原文抜粋 ▸
········

バイオコンテンツ(%)=[材料中の生物(有機)炭素の含量(C14の含有量)]/[材料中の総(有機)炭素の含量(C12+C13+C14の総量)]*100%
【0034】
生物学的基盤の単位は、生物学的に誘導された単量体であってもよい。生物学的基盤の単量体は、例えば、植物から誘導されてもよい。植物は、いかなる植物であってもよく、例えば、デンプン系植物、トウゴマ、パーム油、植物性油、サトウキビ、トウモロコシ、米、スイッチグラス(switch grass)などであってもよい。
【0035】
このような再生可能な樹脂は、全て生分解される性質を有しなくてもよい。一方、「再生可能な樹脂」は、用いられた物品などをそのまままたは直して再び使用するか、または生産活動に再び使用する再使用(reusable)とは差別化された概念である。

········

提示資料 ▸
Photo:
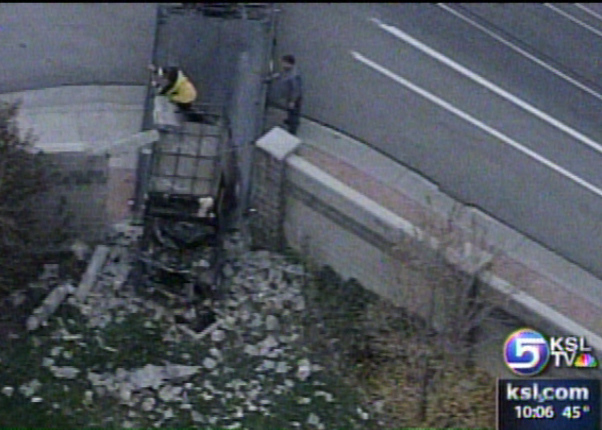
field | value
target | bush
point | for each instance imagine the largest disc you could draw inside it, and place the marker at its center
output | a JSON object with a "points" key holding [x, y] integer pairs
{"points": [[24, 174]]}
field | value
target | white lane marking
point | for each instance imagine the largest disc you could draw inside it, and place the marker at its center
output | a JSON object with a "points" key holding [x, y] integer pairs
{"points": [[487, 84], [474, 121], [588, 10], [522, 51], [573, 19]]}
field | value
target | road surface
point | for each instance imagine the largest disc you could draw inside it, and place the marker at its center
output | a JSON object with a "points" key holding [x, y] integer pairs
{"points": [[510, 128]]}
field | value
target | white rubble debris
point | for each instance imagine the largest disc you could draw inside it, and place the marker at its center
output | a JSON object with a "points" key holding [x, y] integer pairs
{"points": [[49, 306], [255, 321], [30, 388], [98, 259], [209, 363], [66, 372], [304, 369]]}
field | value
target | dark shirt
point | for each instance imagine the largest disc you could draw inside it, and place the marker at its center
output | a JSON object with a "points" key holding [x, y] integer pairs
{"points": [[293, 86]]}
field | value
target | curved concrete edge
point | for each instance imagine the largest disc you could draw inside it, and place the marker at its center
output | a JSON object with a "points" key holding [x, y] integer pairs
{"points": [[70, 95], [78, 118], [530, 308]]}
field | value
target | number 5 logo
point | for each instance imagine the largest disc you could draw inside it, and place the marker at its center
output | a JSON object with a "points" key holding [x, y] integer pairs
{"points": [[526, 352], [527, 346]]}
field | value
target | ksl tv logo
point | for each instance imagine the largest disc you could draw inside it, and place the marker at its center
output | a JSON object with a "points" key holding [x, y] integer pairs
{"points": [[527, 352]]}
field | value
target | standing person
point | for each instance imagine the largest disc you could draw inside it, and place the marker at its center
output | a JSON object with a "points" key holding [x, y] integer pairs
{"points": [[290, 79], [175, 85]]}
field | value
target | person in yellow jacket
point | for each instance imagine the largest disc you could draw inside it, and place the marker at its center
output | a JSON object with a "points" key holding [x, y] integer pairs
{"points": [[175, 85]]}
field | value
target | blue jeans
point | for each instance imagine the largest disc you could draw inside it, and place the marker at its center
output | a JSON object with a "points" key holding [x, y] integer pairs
{"points": [[293, 117]]}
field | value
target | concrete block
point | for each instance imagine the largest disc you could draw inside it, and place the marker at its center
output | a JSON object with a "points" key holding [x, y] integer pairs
{"points": [[538, 313], [551, 265], [278, 143], [129, 144], [348, 201], [98, 259], [493, 232]]}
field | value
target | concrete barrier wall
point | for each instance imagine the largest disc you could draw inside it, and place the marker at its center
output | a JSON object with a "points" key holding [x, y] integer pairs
{"points": [[303, 207]]}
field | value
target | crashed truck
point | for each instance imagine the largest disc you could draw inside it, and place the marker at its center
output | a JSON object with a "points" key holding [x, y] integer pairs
{"points": [[193, 181]]}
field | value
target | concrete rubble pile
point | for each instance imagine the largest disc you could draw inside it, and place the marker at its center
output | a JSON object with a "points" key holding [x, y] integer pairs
{"points": [[258, 329]]}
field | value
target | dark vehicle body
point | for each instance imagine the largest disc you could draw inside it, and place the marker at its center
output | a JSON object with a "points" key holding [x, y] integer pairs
{"points": [[193, 180]]}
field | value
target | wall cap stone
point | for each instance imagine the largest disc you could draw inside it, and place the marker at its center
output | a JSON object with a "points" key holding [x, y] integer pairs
{"points": [[279, 143]]}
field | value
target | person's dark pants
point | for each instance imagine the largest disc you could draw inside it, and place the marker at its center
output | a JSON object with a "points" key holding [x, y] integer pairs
{"points": [[293, 117], [189, 114]]}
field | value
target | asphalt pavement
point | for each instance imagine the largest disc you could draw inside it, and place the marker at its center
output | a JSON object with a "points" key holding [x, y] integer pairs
{"points": [[536, 173], [47, 44]]}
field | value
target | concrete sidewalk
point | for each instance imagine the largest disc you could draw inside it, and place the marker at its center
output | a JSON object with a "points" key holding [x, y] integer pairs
{"points": [[84, 120], [73, 118], [548, 292]]}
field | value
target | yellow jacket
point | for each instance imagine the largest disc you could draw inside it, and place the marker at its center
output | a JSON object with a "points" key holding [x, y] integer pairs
{"points": [[183, 91]]}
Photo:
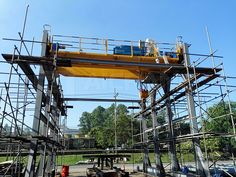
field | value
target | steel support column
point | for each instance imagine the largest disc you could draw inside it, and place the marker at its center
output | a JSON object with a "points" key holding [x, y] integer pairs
{"points": [[30, 169], [146, 160], [159, 166], [169, 115], [201, 166]]}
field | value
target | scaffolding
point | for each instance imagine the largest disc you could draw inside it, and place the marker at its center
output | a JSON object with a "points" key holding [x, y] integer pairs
{"points": [[183, 91]]}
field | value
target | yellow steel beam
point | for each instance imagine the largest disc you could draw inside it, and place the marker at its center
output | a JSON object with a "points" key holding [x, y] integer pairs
{"points": [[109, 71]]}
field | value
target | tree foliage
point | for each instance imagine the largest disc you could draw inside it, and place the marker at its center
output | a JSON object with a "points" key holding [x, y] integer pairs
{"points": [[101, 125], [219, 120]]}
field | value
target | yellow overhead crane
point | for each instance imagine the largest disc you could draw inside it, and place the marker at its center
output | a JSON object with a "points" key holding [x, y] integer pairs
{"points": [[124, 62]]}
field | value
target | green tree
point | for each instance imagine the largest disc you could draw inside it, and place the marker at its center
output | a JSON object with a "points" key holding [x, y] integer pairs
{"points": [[219, 120], [101, 125]]}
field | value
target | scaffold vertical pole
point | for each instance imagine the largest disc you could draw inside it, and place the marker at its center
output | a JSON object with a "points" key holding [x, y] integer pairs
{"points": [[158, 165], [169, 115], [201, 166]]}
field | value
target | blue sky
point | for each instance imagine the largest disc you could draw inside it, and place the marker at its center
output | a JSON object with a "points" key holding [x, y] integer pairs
{"points": [[161, 20]]}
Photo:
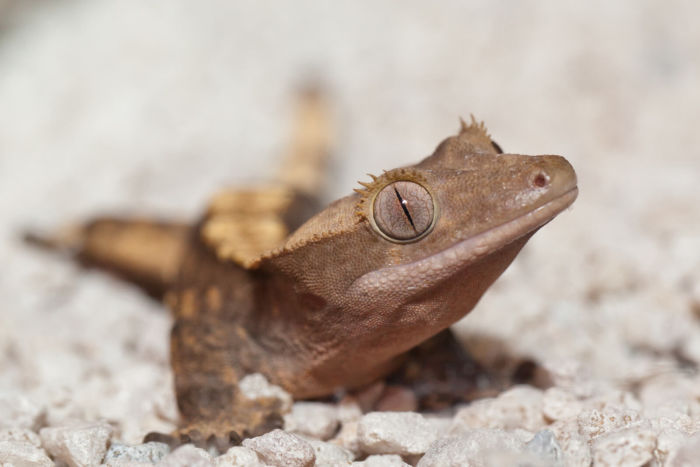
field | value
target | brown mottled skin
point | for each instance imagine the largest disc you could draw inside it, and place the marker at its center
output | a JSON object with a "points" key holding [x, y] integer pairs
{"points": [[338, 301]]}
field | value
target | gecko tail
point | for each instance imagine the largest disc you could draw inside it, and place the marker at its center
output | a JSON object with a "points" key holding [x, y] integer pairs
{"points": [[144, 252]]}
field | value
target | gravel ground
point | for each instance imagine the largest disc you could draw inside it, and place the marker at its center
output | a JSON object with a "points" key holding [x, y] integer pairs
{"points": [[150, 106]]}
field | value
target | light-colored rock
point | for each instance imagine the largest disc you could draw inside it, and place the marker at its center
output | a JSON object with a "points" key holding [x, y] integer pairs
{"points": [[545, 446], [381, 460], [397, 399], [315, 419], [239, 456], [20, 434], [256, 386], [403, 433], [282, 449], [17, 411], [577, 451], [519, 407], [629, 447], [77, 444], [368, 397], [560, 404], [669, 443], [475, 448], [348, 409], [119, 454], [23, 454], [187, 455], [330, 455], [593, 422], [348, 438], [685, 454]]}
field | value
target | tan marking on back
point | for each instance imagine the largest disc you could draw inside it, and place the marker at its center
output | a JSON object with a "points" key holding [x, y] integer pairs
{"points": [[242, 225], [213, 298], [187, 304]]}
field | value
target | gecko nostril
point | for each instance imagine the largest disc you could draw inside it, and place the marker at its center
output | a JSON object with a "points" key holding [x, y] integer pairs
{"points": [[540, 180]]}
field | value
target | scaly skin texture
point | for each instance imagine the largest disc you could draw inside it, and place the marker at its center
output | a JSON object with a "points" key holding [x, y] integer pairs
{"points": [[336, 303]]}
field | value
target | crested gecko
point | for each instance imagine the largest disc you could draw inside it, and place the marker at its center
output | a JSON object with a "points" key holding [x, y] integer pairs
{"points": [[317, 302]]}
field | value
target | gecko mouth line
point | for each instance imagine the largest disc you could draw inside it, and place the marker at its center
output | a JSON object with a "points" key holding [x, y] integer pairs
{"points": [[444, 264]]}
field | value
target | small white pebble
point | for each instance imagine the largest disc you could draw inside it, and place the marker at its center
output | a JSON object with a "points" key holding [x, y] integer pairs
{"points": [[560, 404], [403, 433], [475, 447], [593, 423], [187, 455], [330, 455], [119, 454], [282, 449], [315, 419], [20, 434], [17, 411], [629, 447], [23, 454], [77, 444], [381, 460], [256, 386], [238, 456]]}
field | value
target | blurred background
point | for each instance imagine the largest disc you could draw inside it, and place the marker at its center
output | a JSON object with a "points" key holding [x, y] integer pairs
{"points": [[148, 107]]}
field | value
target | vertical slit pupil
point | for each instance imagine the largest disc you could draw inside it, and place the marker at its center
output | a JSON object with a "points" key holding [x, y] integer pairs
{"points": [[404, 206]]}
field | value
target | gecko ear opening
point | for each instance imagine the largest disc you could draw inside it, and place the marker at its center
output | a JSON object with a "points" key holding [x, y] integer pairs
{"points": [[403, 211]]}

········

設問 ▸
a. 原文抜粋の式では、バイオコンテンツを求めるときに分子と分母にそれぞれ何を置くのか。本文の記述に沿って1〜3文で説明してください。
b. 次の(i)〜(iii)は原文抜粋の内容と合うか。それぞれ「はい」か「いいえ」で答え、判断の決め手となる語句を原文抜粋から正確に引用せよ。
(i) 生物学的基盤の単量体を誘導する植物の一つとして、サトウキビが挙げられている。
(ii) 再生可能な樹脂は、全て生分解される性質を持たなければならない。
(iii) 「再生可能な樹脂」は、再使用と同じ概念である。

解答 ▸
a. 分子には材料中の生物(有機)炭素の含量、つまりC14の含有量を置く。分母には材料中の総(有機)炭素の含量、つまりC12、C13、C14の総量を置き、その比に100%を掛ける。

b.
(i) はい。「例えば、デンプン系植物、トウゴマ、パーム油、植物性油、サトウキビ」
(ii) いいえ。「全て生分解される性質を有しなくてもよい」
(iii) いいえ。「再使用(reusable)とは差別化された概念である」